Source extract:
== Segment start ==

JOHANNESBURG, July 13 (Reuters) – Industrial action in South Africa’s petroleum sector that is threatening fuel and medicine supplies is likely to intensify after a union said on Wednesday it would join another union already on strike.
Thousands of workers in the petroleum, chemical and pharmaceutical industries stopped working from Monday, demanding wage increases triple the inflation rate and twice what was offered by employers in the sector.
Africa’s biggest economy has already started to feel the fuel pinch, with shortages recorded in the northern province of Gauteng, the country’s economic hub.
“We have three big depots there and trucks are not able to come in or out so we are unable to deliver our product,” said Tania Landsberg, spokeswoman at fuel retailer Engen.

== Segment end ==

[Stored records]

== Segment start ==

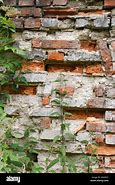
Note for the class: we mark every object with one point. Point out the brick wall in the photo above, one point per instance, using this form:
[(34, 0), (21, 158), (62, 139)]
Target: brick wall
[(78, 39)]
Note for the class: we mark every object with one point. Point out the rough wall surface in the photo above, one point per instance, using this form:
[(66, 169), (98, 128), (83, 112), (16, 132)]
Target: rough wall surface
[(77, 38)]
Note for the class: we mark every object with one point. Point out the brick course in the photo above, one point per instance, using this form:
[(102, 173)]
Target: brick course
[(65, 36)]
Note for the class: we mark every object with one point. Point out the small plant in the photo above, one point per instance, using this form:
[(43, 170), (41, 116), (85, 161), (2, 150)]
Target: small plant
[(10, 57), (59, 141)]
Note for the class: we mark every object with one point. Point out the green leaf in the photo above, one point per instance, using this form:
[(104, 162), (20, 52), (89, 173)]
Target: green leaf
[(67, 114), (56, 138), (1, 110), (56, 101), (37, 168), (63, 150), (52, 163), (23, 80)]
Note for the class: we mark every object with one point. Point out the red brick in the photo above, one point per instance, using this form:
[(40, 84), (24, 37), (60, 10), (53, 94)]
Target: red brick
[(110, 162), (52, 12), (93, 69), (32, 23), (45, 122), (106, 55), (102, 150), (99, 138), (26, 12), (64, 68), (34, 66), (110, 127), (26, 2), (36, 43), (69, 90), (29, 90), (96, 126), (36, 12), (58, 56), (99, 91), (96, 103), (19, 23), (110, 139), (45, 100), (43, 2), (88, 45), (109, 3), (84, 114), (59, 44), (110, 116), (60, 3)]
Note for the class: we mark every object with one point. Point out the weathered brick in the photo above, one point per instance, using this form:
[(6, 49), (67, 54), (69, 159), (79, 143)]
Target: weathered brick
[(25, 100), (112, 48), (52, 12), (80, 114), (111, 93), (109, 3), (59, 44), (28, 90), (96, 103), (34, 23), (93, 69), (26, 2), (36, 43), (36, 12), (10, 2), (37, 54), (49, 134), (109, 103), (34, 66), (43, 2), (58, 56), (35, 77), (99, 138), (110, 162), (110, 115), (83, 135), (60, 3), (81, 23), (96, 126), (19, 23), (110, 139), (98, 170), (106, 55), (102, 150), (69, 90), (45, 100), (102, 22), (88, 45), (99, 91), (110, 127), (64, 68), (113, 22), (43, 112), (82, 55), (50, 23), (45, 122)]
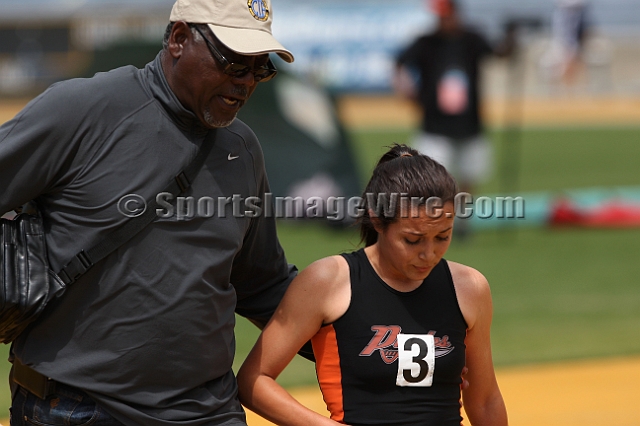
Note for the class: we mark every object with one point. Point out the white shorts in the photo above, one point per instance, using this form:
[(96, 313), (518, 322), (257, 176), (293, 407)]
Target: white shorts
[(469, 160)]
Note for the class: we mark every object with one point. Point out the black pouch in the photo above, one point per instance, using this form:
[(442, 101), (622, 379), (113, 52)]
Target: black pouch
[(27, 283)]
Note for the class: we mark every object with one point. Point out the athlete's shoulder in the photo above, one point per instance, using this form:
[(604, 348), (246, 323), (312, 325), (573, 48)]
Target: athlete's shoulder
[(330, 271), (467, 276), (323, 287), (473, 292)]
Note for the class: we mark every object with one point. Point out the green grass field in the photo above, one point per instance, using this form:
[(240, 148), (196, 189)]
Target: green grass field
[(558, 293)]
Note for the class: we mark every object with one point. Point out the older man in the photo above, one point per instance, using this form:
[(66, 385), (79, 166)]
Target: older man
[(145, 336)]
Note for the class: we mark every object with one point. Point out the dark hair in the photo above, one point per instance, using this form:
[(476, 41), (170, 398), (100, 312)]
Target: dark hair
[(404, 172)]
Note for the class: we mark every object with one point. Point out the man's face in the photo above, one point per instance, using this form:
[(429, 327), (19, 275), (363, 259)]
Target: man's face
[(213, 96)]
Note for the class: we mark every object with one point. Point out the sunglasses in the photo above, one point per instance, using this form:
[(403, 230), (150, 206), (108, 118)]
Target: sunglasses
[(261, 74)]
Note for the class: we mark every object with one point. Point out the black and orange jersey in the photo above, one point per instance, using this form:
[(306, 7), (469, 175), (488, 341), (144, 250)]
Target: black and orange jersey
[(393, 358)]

== Segment end ==
== Segment start ==

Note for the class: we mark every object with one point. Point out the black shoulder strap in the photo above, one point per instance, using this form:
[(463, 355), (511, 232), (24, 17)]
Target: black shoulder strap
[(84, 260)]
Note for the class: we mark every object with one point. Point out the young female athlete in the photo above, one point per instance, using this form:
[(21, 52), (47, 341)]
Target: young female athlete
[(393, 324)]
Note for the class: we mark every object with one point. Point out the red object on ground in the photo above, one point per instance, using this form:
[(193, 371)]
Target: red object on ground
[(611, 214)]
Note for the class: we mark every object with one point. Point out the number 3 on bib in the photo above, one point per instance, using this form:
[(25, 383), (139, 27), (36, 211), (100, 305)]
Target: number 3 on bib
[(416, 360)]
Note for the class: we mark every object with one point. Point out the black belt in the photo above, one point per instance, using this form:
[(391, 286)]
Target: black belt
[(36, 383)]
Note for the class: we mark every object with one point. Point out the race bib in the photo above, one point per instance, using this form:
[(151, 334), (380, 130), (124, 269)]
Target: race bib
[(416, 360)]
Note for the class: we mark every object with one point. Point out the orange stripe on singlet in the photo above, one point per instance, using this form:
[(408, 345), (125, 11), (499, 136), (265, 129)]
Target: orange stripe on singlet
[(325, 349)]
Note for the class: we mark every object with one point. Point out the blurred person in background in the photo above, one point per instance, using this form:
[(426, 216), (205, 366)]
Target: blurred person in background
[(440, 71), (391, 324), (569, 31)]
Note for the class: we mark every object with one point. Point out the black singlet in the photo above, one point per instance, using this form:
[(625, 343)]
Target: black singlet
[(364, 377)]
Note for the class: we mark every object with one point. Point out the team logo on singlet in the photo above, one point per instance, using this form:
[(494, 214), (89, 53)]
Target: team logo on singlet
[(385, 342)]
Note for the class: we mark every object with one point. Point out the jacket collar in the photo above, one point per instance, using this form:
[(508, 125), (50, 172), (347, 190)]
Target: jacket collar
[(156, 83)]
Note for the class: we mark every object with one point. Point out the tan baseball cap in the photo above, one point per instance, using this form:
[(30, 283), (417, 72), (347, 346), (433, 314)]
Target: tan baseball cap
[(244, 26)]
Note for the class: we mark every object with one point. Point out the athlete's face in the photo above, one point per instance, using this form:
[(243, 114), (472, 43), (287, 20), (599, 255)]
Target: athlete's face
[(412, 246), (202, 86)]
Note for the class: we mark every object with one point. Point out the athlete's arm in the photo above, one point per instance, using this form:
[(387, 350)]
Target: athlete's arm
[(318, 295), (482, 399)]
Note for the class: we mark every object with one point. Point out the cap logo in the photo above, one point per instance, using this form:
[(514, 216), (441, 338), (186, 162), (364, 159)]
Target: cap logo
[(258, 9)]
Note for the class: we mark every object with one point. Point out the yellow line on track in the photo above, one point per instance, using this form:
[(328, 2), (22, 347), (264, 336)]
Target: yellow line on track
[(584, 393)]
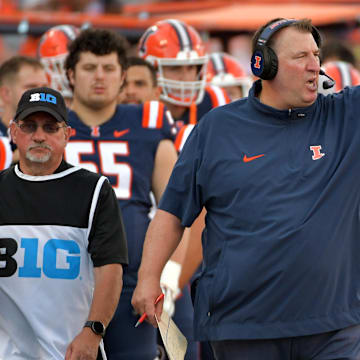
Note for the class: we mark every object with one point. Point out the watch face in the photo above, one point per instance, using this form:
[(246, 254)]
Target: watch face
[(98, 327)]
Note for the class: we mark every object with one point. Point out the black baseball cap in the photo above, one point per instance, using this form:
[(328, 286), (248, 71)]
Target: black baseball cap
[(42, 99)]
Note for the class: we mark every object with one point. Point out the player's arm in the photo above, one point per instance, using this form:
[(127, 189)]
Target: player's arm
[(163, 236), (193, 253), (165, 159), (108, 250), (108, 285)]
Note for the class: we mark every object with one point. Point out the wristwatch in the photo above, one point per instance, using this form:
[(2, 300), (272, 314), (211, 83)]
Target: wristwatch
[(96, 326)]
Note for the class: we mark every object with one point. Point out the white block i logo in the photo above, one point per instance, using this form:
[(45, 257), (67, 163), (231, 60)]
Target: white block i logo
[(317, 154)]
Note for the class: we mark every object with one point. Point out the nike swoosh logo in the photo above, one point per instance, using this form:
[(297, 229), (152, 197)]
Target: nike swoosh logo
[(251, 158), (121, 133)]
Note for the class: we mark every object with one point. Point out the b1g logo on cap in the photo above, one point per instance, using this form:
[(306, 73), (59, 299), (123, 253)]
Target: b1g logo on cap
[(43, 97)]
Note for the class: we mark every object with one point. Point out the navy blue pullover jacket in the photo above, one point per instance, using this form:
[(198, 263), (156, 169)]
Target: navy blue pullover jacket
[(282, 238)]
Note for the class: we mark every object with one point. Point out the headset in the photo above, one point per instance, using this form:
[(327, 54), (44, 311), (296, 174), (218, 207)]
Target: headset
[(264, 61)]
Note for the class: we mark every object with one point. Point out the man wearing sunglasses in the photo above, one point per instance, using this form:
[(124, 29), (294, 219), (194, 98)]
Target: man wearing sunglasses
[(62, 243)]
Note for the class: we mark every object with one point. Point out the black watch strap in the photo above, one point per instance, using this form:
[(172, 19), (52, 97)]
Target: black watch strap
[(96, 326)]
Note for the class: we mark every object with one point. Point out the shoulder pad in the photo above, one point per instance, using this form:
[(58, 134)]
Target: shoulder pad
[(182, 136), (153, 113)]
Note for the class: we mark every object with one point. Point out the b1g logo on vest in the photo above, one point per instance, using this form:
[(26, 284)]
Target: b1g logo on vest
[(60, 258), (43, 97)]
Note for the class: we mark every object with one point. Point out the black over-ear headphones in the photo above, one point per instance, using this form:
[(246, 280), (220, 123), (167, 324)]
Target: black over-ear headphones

== Segment end ==
== Segment start ==

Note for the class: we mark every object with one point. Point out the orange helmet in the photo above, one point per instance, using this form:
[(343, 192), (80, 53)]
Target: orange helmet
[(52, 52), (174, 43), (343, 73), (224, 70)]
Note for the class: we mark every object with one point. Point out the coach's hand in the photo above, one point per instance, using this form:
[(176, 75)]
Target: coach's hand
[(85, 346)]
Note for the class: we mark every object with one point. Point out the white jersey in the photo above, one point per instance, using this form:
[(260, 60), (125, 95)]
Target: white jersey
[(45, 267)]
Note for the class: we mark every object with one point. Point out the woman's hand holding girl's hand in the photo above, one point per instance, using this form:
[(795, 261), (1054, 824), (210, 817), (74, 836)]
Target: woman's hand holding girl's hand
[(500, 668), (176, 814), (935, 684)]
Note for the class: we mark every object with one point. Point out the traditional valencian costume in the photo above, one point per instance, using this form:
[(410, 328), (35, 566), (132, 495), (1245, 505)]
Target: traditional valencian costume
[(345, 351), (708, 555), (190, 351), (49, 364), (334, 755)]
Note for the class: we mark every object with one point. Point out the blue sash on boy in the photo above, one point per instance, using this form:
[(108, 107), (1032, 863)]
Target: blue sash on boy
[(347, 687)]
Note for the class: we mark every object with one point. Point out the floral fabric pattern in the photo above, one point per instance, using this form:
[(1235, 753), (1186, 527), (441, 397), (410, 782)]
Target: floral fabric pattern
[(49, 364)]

== Segment end ==

Problem details: Go on with the report on the South African petroleum strike from the point where it stops. The records have no connection to the text.

Exercise output:
“So far, 16 service stations in Johannesburg have gone dry, as well as two in Pretoria and one in Durban.” Engen runs 114 service stations in Gauteng and 1,200 nationally.
Other employers in the sector include petrochemicals group Sasol , state-owned energy group PetroSA, BP Plc , Royal Dutch Shell (RDSa.L: Quote), Chevron and Total .
The Chemical, Energy, Paper, Printing, Wood and Allied Workers Union (CEPPWAWU) said it represented 70,000 employees across the fuel, chemicals and pharmaceuticals industries.
The smaller Solidarity union, which said it would join the strike, said it represented 40 percent of the employees at Sasol’s Secunda synthetic fuels plant in the northern province of Mpumalanga.
“Solidarity’s members in this sector, specifically at PetroSA, will strike from tomorrow. Employees at Sasol Secunda are also expected to join the strike soon,” the union said.